** Opening INFORMATION SUPPLIED block **

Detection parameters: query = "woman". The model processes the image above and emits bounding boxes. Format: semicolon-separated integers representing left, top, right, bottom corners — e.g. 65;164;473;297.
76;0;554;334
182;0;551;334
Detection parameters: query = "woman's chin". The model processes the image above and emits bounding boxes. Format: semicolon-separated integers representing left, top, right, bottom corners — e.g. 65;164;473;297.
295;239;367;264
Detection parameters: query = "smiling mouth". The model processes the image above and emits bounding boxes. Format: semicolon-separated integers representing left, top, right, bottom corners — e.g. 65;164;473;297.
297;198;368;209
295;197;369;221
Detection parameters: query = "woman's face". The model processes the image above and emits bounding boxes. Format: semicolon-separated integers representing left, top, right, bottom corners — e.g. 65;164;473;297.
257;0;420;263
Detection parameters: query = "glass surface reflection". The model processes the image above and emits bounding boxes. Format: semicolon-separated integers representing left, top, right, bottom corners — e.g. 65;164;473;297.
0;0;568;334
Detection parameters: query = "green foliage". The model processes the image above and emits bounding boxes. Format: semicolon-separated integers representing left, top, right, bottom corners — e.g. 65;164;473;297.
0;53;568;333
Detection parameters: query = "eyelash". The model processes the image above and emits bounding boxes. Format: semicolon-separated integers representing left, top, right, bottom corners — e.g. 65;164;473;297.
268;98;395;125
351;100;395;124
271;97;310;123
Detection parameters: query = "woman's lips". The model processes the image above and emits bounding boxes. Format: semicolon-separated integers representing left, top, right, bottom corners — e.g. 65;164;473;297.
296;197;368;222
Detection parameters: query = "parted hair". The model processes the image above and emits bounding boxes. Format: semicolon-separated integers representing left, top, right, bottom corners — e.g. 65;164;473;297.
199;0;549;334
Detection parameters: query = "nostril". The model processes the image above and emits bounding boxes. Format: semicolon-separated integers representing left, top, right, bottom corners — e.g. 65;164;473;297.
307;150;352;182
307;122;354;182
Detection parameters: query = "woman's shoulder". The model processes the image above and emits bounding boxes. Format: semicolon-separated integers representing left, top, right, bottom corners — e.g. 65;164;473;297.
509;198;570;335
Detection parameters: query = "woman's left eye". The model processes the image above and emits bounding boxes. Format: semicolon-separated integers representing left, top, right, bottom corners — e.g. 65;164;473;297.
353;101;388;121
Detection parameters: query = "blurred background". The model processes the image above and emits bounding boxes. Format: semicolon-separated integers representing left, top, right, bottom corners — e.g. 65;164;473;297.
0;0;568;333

** Closing INFORMATION SUPPLIED block **

_EXERCISE BRIEF_
Repeat all the lines above verbatim.

_SOLUTION BELOW_
Detection parameters: query = "woman". The model processes the image above and emits bounding boxes. Format: semicolon-separated integers representing left, top, right, bottom corners — e.g. 65;164;473;297.
76;0;554;334
182;0;551;334
Detection parameters: query = "woman's chin". The model processes the image above and emits bounding boxes. Format: semicolon-separated integers representing left, top, right, bottom corners — e.g. 65;164;473;297.
295;239;367;264
Detection parameters: query = "smiling mouth". The model processes the image above and emits bounding boxes. Format: semicolon-separated integers representing left, top, right, bottom corners — e.g. 65;164;473;297.
297;198;368;209
295;197;369;221
Detection parameters: query = "woman's face". The model processes the image above and emits bounding boxes. Format: semicolon-separated integers representing left, top, right, bottom corners — e.g. 65;164;473;297.
257;0;420;263
Detection parameters: query = "glass surface reflection". The model processes the image above and emits bounding boxes. Format: semicolon-separated integers representing left, top, right, bottom corners — e.g. 65;164;473;297.
0;0;568;334
Detection parameters: query = "green foliage". The model processes the image above and emits bounding boxes. Format: semicolon-separated integers representing left, top, right, bottom corners — e.g. 65;164;473;297.
0;53;568;333
Detection parameters: query = "eyelash". The model processes the image above and emits bounding boxes. Format: semicolon-separated integers representing left, top, right, bottom corners — e.g. 65;164;473;297.
268;98;395;125
351;100;395;124
271;97;310;123
Detection parameters: query = "woman's lips". The model processes the image above and emits bounding boxes. Format: semicolon-separated integers representing left, top, right, bottom corners — e.g. 65;164;473;297.
296;197;368;222
Detection parameters: query = "parted hair". The model processes the image above and emits bounding boxes. Format: semicolon-separated integers representing left, top, right, bottom corners — e.g. 65;164;473;297.
199;0;549;334
Detection parameters: query = "nostril". The model processes the image above and emits bounding boxes. Format: semicolon-separated integers representing left, top, right, bottom corners — e.g. 65;164;473;297.
307;150;352;182
307;122;354;182
Detection parameters: query = "woman's shoulder". The model processes the image above and emits bounding boxes. Format: semicolon-separated integers representing left, top, right, bottom corners — e.g. 65;164;473;297.
509;198;570;335
Detection parameters: query = "woman's left eye". The model processes the image above and emits bounding boxes. Format: semicolon-separated integers representing left, top, right, bottom corners — e.g. 65;164;473;297.
353;101;388;121
Detection parameters: query = "blurred background". The model processes the image above and emits bounding boxes. Format: semicolon-separated integers representing left, top, right, bottom corners — e.g. 65;164;473;297.
0;0;568;333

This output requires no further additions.